TASK TO COMPLETE
What you return must match the data exactly, line for line.

WORKING DATA
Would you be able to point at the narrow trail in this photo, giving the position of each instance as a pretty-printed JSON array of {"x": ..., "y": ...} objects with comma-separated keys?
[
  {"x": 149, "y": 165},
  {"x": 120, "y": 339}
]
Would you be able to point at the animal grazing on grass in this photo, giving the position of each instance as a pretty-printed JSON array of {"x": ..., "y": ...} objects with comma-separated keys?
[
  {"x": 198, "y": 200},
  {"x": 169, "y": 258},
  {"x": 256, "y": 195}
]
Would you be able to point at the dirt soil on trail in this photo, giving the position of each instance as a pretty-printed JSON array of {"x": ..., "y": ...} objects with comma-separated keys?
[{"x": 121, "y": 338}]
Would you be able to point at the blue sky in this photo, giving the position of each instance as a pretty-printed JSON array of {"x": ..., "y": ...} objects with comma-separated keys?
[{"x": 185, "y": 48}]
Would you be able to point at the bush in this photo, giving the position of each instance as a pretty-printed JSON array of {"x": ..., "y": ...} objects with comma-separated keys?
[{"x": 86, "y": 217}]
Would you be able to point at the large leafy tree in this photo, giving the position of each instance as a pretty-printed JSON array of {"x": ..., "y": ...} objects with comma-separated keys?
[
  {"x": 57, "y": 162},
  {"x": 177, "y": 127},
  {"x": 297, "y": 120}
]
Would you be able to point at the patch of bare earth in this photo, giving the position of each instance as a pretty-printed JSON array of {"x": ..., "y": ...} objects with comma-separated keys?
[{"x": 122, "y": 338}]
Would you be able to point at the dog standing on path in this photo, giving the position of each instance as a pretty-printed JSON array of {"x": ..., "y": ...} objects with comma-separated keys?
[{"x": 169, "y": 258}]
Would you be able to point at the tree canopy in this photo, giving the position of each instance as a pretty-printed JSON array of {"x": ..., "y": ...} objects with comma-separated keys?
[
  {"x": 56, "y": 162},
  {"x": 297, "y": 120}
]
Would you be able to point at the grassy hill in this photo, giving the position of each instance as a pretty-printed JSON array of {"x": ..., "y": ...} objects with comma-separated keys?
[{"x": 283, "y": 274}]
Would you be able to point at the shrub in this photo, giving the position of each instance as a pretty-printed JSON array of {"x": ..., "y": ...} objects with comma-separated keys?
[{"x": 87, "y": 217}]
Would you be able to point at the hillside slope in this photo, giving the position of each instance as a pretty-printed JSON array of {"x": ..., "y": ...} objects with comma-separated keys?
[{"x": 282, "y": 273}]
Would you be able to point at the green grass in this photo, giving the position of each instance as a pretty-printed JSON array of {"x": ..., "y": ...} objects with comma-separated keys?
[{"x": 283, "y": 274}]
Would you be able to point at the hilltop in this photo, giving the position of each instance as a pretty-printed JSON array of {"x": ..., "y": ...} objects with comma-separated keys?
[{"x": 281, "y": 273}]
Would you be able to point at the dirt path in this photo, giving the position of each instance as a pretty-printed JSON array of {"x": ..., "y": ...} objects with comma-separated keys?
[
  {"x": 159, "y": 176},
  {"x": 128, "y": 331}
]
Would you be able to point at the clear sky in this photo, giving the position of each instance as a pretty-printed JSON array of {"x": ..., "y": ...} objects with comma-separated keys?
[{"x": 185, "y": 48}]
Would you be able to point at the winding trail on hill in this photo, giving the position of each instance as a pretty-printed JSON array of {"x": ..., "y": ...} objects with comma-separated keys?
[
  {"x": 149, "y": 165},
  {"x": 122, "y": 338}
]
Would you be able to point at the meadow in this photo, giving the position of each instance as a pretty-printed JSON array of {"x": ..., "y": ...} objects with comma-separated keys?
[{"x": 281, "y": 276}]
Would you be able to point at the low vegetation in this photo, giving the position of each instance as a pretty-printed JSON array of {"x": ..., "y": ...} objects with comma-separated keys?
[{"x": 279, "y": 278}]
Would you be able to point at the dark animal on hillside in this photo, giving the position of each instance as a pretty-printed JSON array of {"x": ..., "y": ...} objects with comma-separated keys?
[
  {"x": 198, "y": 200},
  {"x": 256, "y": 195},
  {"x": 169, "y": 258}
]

SOLUTION FOR THIS TASK
Would you be able to point at the narrow trail in this photo, giving the position of each instance as a pretty-printed JSON array of {"x": ..., "y": ...} objects with comma-separated keys?
[
  {"x": 149, "y": 165},
  {"x": 120, "y": 339}
]
Would you be able to point at the animal grazing on grass in this photo, giving the position of each instance as a pretty-printed JSON array of {"x": ..., "y": ...} objects with comma-separated keys?
[
  {"x": 198, "y": 200},
  {"x": 169, "y": 258},
  {"x": 256, "y": 195}
]
Would you be able to point at the dirt soil on trail in this photo, giving the position of each instance as a pretty-printed JSON array of {"x": ..., "y": ...} objects with comma-separated keys?
[{"x": 121, "y": 338}]
Would you be able to point at the blue sky in this photo, giving the position of each instance as a pretty-printed JSON array of {"x": ..., "y": ...} objects with comma-separated keys?
[{"x": 185, "y": 48}]
Would you be able to point at the bush in this photo, giving the position of each instance as a pretty-printed JSON array of {"x": ..., "y": ...} objects with comma-separated keys?
[{"x": 86, "y": 217}]
Would you be able to point at the large leafy tree in this photo, giving the position of each instance as a pretty-printed JSON array of {"x": ..., "y": ...} objects with comma-separated keys?
[
  {"x": 57, "y": 162},
  {"x": 177, "y": 127},
  {"x": 297, "y": 120}
]
Would you be able to point at the patch of bare earth in this photo, giving the position of each instance as a pretty-printed JSON array of {"x": ..., "y": ...} objects with comma-separated keys?
[{"x": 122, "y": 338}]
Would you be able to point at the dog standing on path in this photo, giving the position of each instance as a pretty-printed JSON array of {"x": ..., "y": ...} objects with comma-separated keys?
[{"x": 169, "y": 258}]
Would you be able to point at the tree canopy in this photo, giving the position of each instance as a pretty-printed JSON array of {"x": ..., "y": ...} objects with comma-separated keys?
[
  {"x": 56, "y": 162},
  {"x": 297, "y": 120}
]
Would you be able to point at the grassy hill in this photo, giving the position of each instance as a pretty-printed JSON array of {"x": ..., "y": ...} objects with comma-separated keys?
[{"x": 283, "y": 274}]
Would you be able to point at the shrub in this photo, giving the position of each instance as a pretty-printed JSON array of {"x": ..., "y": ...} objects with comma-separated keys?
[{"x": 87, "y": 217}]
Would you be able to point at the hillside slope in this photo, giving the position of each instance as a pretty-printed JSON array of {"x": ..., "y": ...} objects with comma-separated keys?
[{"x": 282, "y": 273}]
Would you be able to point at the green grass in this photo, giving the position of each instance as a pretty-printed JSON array of {"x": ..., "y": ...} objects with comma-separated keys?
[{"x": 283, "y": 274}]
Would you be able to point at the hilltop in this photo, giving the position of each instance as a pretty-printed JSON array of {"x": ..., "y": ...} objects with comma-separated keys?
[{"x": 281, "y": 273}]
Would you be able to point at the dirt path in this photo, giving the position of each instance as a pretty-printed JSON array of {"x": ..., "y": ...} objects with comma-separated keys?
[
  {"x": 159, "y": 176},
  {"x": 128, "y": 331}
]
Would you be able to point at the clear sky in this photo, giving the position of each instance as a pretty-printed JSON array of {"x": ..., "y": ...} objects with comma-separated keys?
[{"x": 185, "y": 48}]
Would you be able to point at the winding trail on hill in this photo, giving the position of each instance as a pretty-printed JSON array of {"x": ..., "y": ...} objects with comma-separated keys?
[
  {"x": 149, "y": 165},
  {"x": 122, "y": 338}
]
Would you be able to point at the meadow in this photo, giving the position of each instance as a pretty-printed JSON array of {"x": ..., "y": ...} objects with comma-separated keys?
[{"x": 281, "y": 276}]
Would you be able to point at the low vegetation in this photo, giving the position of each instance as a pretty-printed JSON array of {"x": ..., "y": ...} objects with comma-separated keys?
[{"x": 279, "y": 278}]
Would you be able to point at the dark animal on hillside in this photo, giving the position of each instance as a pretty-printed JSON array of {"x": ..., "y": ...} objects with comma-separated keys?
[
  {"x": 198, "y": 200},
  {"x": 256, "y": 195},
  {"x": 169, "y": 258}
]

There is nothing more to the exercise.